-- EXCERPT --
== == ==

Description of problem: Was doing a RHV(self hosted, 1 H) + CFME deployment. The deployment of CFME failed with the following error on the CFEM deployment task: Failed to update root password on appliance. Retries exhausted. Error: execution expired I tried to ping the CFME VM, but it would not respond. I then went into the RHV engine's UI and saw that the VM existed, so I connected to its console, and found that it was in emergency mode. Unfortunately I hit CTRL-D by accident and then it rebooted. Version-Release number of selected component (if applicable): QCI-1.1-RHEL-7-20170130.t.0 How reproducible: First time seeing this. Steps to Reproduce: 1. Do a RHV(self-hosted, 1H) + CFME deployment. Actual results: Failed to deploy CFME. Expected results: CFME deployed fine.
Can you run journalctl and try to determine why it went into emergency mode? You should be able to use -b 1 to look at the first boot (or -b -1 to look at the previous boot if you've only rebooted once to look at the prior boot). Without more info there isn't much we can do to troubleshoot this.
Unfortunately, I could not get logged into the system to do the journalctl. At this point I've already recycled the nodes and am trying to recreate this bug. I'll be sure to try to get the journalctl output if it re-occurs.

== == ==

-- INSTRUCTIONS --
A - In the bug report, what mode was the CFME VM in when its console was opened?
B - Please reproduce the stretch of the listing from the line containing "For the benchmark, annotate every instance of the trampled" through the end of the listing, replacing "benchmark" with "test set" and keeping everything else the same.

== == ==

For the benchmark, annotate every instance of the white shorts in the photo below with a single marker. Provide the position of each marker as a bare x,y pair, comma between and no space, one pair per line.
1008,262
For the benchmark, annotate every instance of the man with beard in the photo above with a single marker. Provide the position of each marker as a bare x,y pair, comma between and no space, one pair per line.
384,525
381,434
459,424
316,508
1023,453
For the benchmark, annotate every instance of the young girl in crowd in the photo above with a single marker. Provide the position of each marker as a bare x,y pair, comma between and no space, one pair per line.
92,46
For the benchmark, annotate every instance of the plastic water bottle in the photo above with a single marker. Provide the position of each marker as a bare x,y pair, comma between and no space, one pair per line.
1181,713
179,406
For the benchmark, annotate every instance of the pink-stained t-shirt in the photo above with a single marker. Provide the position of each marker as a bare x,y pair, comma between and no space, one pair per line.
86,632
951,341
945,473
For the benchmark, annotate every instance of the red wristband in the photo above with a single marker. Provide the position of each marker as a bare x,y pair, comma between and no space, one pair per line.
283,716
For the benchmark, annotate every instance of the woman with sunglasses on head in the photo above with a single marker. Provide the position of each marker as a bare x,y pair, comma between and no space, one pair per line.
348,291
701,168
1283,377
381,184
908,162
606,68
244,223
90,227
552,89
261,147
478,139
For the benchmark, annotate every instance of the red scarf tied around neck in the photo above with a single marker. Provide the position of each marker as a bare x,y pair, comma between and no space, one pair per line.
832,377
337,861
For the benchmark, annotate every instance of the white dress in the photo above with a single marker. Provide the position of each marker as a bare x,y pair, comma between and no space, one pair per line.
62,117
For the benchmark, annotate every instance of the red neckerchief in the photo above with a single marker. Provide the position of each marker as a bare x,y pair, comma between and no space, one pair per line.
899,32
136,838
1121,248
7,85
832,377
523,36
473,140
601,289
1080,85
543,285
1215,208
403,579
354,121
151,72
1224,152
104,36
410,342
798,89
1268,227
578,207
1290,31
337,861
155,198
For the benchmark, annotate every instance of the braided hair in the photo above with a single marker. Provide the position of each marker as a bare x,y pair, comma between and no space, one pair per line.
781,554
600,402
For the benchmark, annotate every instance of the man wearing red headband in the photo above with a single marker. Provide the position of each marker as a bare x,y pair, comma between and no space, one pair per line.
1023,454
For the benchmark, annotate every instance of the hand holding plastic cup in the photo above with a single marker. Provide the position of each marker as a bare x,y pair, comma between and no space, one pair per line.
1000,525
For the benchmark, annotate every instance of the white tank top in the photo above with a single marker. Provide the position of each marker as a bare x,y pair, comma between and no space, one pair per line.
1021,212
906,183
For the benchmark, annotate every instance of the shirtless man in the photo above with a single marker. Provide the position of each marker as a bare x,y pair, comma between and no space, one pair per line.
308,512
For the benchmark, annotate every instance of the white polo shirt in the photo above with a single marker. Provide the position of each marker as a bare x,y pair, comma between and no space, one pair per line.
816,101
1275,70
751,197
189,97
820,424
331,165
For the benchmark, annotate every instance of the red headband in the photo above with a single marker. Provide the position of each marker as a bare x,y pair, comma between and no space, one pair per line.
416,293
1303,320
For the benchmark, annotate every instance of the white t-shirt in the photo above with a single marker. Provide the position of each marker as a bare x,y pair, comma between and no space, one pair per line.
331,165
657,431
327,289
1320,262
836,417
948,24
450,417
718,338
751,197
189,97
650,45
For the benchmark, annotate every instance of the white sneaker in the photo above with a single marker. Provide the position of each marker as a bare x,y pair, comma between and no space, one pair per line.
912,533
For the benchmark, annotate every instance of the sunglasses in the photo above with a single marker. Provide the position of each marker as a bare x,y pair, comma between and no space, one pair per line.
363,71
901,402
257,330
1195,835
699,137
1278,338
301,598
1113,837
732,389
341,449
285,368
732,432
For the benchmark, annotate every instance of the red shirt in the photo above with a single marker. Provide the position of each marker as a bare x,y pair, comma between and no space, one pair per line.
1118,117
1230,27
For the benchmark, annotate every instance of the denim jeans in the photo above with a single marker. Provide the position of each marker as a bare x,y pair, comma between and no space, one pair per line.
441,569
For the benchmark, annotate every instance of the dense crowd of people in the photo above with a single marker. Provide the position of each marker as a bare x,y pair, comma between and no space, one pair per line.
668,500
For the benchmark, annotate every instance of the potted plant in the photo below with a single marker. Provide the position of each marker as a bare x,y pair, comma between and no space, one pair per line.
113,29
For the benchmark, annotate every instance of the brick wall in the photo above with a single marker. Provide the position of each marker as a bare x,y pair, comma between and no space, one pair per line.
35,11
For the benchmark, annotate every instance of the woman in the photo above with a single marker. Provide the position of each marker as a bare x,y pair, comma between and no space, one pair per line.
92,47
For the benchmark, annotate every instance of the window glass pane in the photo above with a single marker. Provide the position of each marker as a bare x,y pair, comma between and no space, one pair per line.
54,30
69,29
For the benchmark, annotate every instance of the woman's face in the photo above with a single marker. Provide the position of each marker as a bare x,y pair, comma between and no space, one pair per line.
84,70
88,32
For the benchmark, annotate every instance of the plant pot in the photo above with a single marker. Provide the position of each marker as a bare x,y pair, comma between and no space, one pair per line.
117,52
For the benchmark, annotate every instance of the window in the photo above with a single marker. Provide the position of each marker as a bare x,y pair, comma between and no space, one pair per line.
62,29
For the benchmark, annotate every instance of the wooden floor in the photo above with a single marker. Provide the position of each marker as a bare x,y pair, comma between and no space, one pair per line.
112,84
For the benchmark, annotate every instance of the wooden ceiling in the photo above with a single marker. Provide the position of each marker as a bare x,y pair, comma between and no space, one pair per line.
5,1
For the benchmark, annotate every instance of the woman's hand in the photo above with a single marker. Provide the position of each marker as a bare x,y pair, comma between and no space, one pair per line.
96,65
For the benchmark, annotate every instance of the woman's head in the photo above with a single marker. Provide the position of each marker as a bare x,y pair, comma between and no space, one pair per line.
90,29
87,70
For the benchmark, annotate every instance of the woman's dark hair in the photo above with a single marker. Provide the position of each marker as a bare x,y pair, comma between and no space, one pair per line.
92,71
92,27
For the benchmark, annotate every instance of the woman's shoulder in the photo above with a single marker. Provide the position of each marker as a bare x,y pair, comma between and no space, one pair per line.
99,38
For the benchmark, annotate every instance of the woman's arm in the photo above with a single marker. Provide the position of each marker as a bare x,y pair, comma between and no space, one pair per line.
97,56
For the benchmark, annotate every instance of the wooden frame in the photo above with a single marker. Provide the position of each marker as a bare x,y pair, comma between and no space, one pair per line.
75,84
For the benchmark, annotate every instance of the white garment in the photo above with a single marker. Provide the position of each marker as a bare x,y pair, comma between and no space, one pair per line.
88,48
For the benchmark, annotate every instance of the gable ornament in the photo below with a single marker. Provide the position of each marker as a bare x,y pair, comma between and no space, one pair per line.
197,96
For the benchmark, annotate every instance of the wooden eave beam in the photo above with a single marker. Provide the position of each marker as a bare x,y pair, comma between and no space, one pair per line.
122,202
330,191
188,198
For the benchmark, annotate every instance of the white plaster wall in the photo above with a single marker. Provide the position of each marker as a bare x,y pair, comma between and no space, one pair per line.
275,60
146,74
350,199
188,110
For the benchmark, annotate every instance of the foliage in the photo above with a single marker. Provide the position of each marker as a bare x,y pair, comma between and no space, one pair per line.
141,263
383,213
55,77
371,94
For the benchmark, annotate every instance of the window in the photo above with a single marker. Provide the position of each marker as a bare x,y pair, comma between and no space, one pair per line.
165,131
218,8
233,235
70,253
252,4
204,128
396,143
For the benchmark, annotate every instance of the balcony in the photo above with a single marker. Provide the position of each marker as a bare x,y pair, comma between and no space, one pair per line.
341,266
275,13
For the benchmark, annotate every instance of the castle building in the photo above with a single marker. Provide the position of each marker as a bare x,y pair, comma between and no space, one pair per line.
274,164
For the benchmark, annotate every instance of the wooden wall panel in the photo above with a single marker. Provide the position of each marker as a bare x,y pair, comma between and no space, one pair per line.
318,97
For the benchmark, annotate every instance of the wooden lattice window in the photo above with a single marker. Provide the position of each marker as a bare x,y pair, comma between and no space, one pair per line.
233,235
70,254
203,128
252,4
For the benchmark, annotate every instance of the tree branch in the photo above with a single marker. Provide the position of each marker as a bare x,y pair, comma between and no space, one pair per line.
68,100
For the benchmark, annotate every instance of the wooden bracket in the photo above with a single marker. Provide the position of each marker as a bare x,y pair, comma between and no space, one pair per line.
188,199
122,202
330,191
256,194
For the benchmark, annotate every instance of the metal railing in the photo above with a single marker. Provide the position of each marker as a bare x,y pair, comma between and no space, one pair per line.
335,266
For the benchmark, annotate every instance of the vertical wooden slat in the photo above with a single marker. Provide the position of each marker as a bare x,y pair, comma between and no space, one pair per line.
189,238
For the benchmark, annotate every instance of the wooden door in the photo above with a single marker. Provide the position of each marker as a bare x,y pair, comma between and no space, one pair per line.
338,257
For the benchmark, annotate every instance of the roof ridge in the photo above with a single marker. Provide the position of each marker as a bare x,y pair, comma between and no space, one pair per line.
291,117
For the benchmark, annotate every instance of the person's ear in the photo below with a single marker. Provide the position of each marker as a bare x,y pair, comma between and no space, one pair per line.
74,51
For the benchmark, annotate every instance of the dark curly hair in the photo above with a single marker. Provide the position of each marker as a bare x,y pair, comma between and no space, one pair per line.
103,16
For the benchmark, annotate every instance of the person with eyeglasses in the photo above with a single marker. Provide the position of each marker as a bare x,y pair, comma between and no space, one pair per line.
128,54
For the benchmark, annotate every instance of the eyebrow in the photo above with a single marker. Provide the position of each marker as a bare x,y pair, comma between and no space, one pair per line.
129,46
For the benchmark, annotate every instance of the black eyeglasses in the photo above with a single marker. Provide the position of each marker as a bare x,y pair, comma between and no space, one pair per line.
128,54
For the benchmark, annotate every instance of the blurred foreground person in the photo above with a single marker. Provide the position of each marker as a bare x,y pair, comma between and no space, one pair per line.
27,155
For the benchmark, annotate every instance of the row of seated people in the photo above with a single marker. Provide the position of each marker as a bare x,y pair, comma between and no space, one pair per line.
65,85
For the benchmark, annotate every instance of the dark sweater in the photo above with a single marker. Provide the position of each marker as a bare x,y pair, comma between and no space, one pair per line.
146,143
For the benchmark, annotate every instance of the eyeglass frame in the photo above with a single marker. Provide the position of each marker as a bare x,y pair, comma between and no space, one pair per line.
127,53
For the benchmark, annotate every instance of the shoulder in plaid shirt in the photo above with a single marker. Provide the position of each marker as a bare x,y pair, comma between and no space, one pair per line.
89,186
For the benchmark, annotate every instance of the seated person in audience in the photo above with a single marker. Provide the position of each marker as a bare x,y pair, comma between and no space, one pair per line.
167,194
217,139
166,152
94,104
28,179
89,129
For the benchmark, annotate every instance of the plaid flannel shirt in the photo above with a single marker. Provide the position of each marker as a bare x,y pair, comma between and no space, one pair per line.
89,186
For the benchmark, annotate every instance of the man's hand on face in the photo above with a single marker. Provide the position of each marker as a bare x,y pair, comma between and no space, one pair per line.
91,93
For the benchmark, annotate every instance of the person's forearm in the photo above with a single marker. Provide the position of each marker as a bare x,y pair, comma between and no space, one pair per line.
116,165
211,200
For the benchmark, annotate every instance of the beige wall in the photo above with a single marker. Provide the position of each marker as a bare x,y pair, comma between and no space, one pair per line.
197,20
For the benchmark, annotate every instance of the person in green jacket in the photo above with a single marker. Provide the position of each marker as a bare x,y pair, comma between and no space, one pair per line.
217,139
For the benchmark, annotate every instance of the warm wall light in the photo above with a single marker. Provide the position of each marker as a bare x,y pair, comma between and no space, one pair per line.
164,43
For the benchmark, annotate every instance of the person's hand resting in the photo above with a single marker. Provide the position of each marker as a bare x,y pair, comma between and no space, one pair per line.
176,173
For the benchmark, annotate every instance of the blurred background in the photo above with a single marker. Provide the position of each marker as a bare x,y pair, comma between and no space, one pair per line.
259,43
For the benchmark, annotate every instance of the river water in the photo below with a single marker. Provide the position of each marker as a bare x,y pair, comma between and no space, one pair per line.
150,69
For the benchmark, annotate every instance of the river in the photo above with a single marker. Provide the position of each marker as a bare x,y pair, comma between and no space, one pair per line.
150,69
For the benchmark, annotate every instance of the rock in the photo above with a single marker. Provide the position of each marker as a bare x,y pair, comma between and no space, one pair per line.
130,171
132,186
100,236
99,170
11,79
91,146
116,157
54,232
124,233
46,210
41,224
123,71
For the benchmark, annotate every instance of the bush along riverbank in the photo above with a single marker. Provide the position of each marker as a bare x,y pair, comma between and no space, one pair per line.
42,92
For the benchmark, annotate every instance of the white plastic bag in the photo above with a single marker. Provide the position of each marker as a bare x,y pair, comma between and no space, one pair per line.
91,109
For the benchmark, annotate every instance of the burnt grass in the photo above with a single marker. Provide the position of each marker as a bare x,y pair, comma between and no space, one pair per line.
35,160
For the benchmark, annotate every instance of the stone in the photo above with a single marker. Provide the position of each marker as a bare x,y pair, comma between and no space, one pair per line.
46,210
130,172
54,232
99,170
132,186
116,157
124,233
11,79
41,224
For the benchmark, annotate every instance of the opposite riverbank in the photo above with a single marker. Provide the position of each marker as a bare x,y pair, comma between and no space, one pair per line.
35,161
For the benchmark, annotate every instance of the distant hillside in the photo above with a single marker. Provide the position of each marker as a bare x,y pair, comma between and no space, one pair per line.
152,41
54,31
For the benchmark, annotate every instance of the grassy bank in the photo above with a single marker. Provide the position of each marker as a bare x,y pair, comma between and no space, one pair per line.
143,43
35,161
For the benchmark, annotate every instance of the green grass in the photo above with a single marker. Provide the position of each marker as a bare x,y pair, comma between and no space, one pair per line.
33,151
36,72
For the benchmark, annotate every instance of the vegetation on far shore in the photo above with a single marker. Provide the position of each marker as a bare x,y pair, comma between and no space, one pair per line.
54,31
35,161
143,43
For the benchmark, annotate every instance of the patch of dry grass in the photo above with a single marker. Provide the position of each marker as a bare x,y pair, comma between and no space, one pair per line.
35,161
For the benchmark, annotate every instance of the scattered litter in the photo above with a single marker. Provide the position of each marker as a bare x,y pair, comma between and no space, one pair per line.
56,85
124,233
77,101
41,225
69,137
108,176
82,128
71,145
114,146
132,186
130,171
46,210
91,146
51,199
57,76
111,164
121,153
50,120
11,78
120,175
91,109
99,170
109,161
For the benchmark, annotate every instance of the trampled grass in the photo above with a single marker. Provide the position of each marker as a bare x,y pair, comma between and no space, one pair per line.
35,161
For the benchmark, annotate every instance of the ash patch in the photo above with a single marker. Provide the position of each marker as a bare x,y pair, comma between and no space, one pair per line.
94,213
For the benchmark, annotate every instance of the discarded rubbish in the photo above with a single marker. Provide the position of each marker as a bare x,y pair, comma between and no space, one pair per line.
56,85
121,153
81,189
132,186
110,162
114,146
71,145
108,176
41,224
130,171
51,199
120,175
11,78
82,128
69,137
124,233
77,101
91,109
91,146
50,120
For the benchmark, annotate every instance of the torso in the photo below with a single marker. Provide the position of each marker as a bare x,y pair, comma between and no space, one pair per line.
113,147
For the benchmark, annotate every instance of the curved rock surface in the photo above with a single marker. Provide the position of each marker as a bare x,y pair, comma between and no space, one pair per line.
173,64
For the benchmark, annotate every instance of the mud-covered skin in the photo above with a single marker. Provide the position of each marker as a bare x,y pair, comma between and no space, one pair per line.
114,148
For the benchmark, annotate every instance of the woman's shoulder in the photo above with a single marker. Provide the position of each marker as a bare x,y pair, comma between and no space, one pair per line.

== == ==

-- EXPECTED RESULTS --
A - Emergency mode.

B -
For the test set, annotate every instance of the trampled grass in the photo above with a single marker. Provide the position of each marker as a bare x,y pair, comma between and no space, one pair per line.
35,161
For the test set, annotate every instance of the ash patch in the photo above with a single marker. Provide the position of each marker as a bare x,y pair, comma between and no space, one pair per line.
94,213
For the test set, annotate every instance of the discarded rubbish in the photo above with a single marker. Provide the position of each marker as a bare x,y pair, comma between and no space, one pair per line.
56,85
121,153
81,189
132,186
110,162
114,146
71,145
108,176
41,224
130,171
51,199
120,175
11,78
82,128
69,137
124,233
77,101
91,109
91,146
50,120
For the test set, annotate every instance of the torso in the photo below with a single marker. Provide the position of each marker as a bare x,y pair, comma between and no space, one pair per line.
113,147
For the test set, annotate every instance of the curved rock surface in the photo above with a single marker. Provide the position of each marker as a bare x,y pair, comma between and no space, one pair per line.
173,64
For the test set, annotate every instance of the mud-covered skin in the photo above with a single marker. Provide the position of each marker as a bare x,y pair, comma between and no space, one pair per line.
114,148
For the test set, annotate every instance of the woman's shoulder in the photo above with a single marker. Provide the position of each marker as a bare x,y pair, comma between and no space, one pair per line.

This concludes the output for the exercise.